* [Direction A] According to the segment tree text, what is the worst-case time complexity per operation when a standard segment tree, without lazy propagation, updates a range?
* [Direction B] Carry on the segment tree text, starting right after its final sentence.

* [Selected extract]
# # # # #

For range updates, techniques such as Lazy Propagation can be used to efficiently defer updates to child nodes until they are needed, thereby optimizing performance.

The pseudocode for the update operation in a segment tree is given below:

def update(A, T, node, start, end, idx, val):
  if start == end:
    A[idx] = val
    T[node] = val
  else:
    mid = (start + end) // 2
    if idx <= mid:
      update(A, T, 2*node, start, mid, idx, val)
    else:
      update(A, T, 2*node+1, mid+1, end, idx, val)
    T[node] = T[2*node] + T[2*node+1]

The time complexity for the update operation is O(log N).

Lazy Propagation

In a standard segment tree, updating a range can result in updating all the individual elements within that range. This leads to a time complexity of O(N) per operation in the worst case.

Lazy propagation solves this problem by delaying updates.

Lazy propagation is an optimization technique used in conjunction with segment trees to handle range update operations efficiently.

The primary idea behind this is to defer the updates to child nodes until they are necessary.

The working of lazy propagation is as follows:

Each node has an associated lazy value.
When an update over a range [L, R] is made:
- Instead of updating all elements immediately, mark the node as “lazy”.
- Propagate the update when that node is visited later.
- As the query traverses the segment tree, if a node with a pending lazy update is encountered, that update is first pushed down to its children before the query proceeds. This ensures that the query uses up-to-date values.

The pseudocode for lazy propagation in a segment tree is given below:

def update_range(T, lazy, node, start, end, L, R, val):
  if lazy[node] != 0:
    T[node] += (end - start + 1) * lazy[node]
    if start != end:
      lazy[2*node] += lazy[node]
      lazy[2*node+1] += lazy[node]
    lazy[node] = 0

  if start > end or start > R or end < L:
    return

  if L <= start and end <= R:
    T[node] += (end - start + 1) * val
    if start != end:
      lazy[2*node] += val
      lazy[2*node+1] += val
    return

  mid = (start + end) // 2
  update_range(T, lazy, 2*node, start, mid, L, R, val)
  update_range(T, lazy, 2*node+1, mid+1, end, L, R, val)
  T[node] = T[2*node] + T[2*node+1]

With lazy propagation, the time complexity for range updates is O(log n) and for range queries, it is O(log n).

Segment Tree Applications

Segment trees are incredibly versatile. Here are some of their most common applications:

1. Range Queries and Updates

Segment trees are used for various range problems as follows:

Range Sum Query: This is the most common use of a segment tree. It efficiently calculates the sum of elements within any range, allowing for updates.
Range Minimum or Maximum Query: In addition to sums, the minimum or maximum values within a range can also be stored using a segment tree.
For example, a minimum node can be calculated using,

tree[node] = min(tree[2*node], tree[2*node+1])
Range GCD or LCM Query: Segment trees also handle GCD or LCM operations, enabling efficient number-theoretic queries.
Range XOR or Bitwise Operations: Segment trees are used in problems involving XOR values across segments.

# # # # #

* [Available data]
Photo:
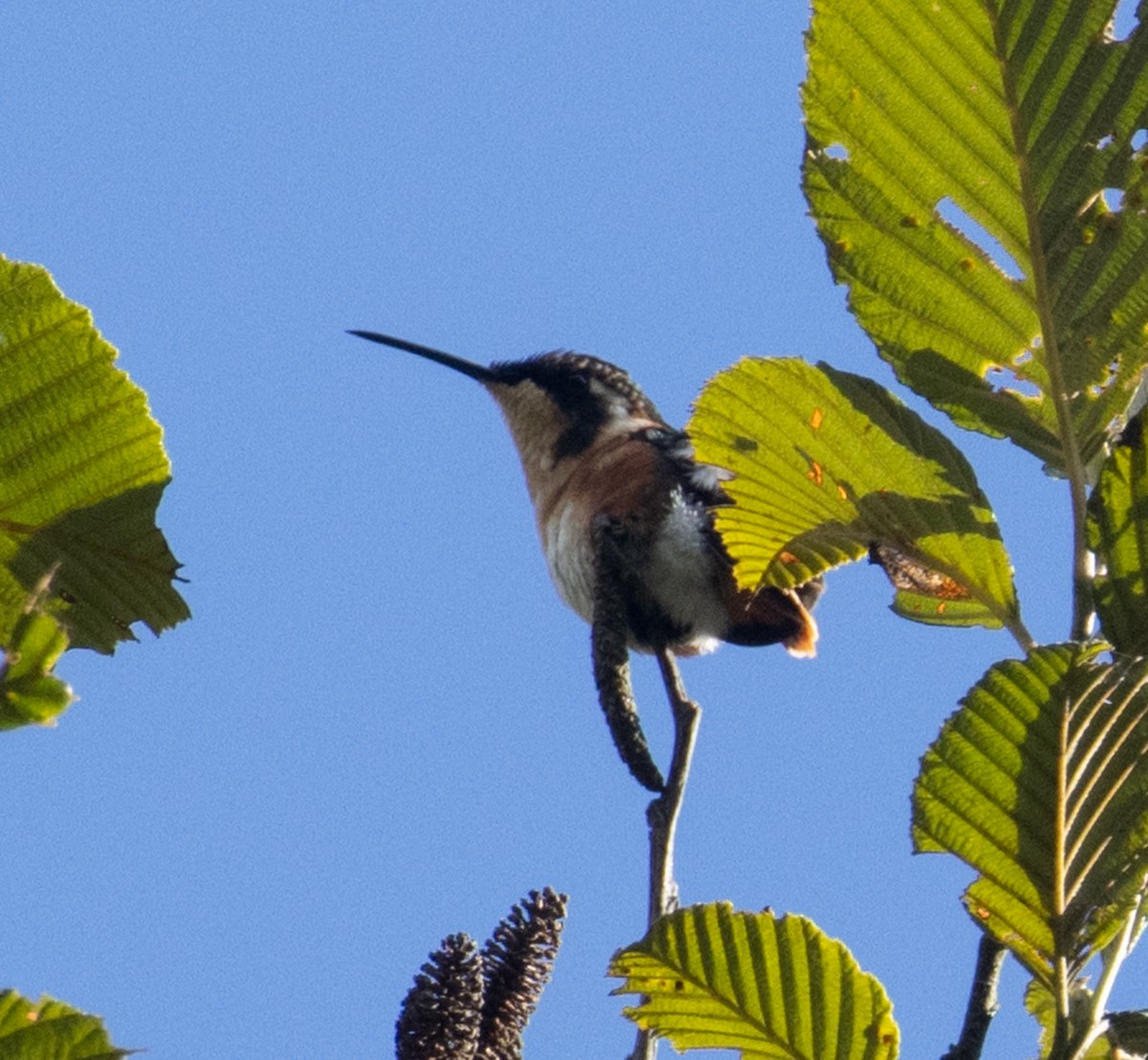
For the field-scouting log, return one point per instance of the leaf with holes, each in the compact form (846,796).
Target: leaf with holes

# # # # #

* [Written response A] O(N) per operation.

* [Written response B]
Frequency Counting / Mode Queries: Segment trees store frequency maps at each node to answer frequency-related queries.

2. Competitive Programming

A segment tree is a fundamental tool in competitive programming for solving a wider array of problems that involve range-based operations and dynamic array modifications. They are widely used in platforms like Codeforces, LeetCode, and HackerRank for range-based problems.

3. Databases and Search Engines

Segment trees are used to manage indexed data ranges and quickly aggregate results in database and search engine applications.

4. Game Development

Segment trees also help with collision detection, map range updates, and visibility queries, especially in game development.

5. Computational Geometry

In computational geometry, segment trees are used for:

Interval Overlap Detection: Identifying overlaps or intersections between intervals, which are crucial in problems like scheduling or geometric queries.
2D Range Queries: Extending segment trees to two dimensions for efficient querying and updates on matrices or grids.

6. Networking and Signal Processing

In the field of networking and signal processing, segment trees are used in segment-based frequency analysis and optimizing dynamic data streams.

7. Other Specialized Applications

Here are some miscellaneous specialized applications of segment trees:

Dynamic Order Statistics: Segment trees are used to support queries for the k-th smallest or largest element in a dynamic array.
Inversion Count: They calculate the number of inversions in an array, a measure of disorder.
Persistent Segment Trees: Segment trees maintain historical versions of the data structure, allowing queries on past states of the array.
Image Processing: Image processing algorithms that require range queries on pixel data or for segmenting images based on various attributes use segment trees.
Data Analysis: They can be used to analyze large datasets by performing range-based aggregations or statistical computations.
Financial Applications: Financial functions, such as tracking stock prices, calculating moving averages, or other financial metrics over time, can be performed using segment trees.

Advantages of Segment Trees

Segment trees are powerful data structures that offer a balance between the time complexity of queries and updates and the space complexity required. Here are some of the advantages of segment trees:

Fast Range Queries: Segment trees allow for efficient retrieval of information about a specific range (e.g., sum, minimum, maximum) in logarithmic time, O(log n).
Efficient Point Updates: The update operation of a single element in the underlying array is also completed in logarithmic time, O(log n).
Versatility: Segment trees are versatile and can be adapted to handle various types of range queries and updates, including sum, min, max, GCD, etc..
Dynamic Data Handling: Updates in segment trees are efficient, and they perform well in scenarios where the underlying data changes frequently.
Suitable for Large Datasets: The logarithmic time complexity of segment trees makes them highly efficient for processing large datasets.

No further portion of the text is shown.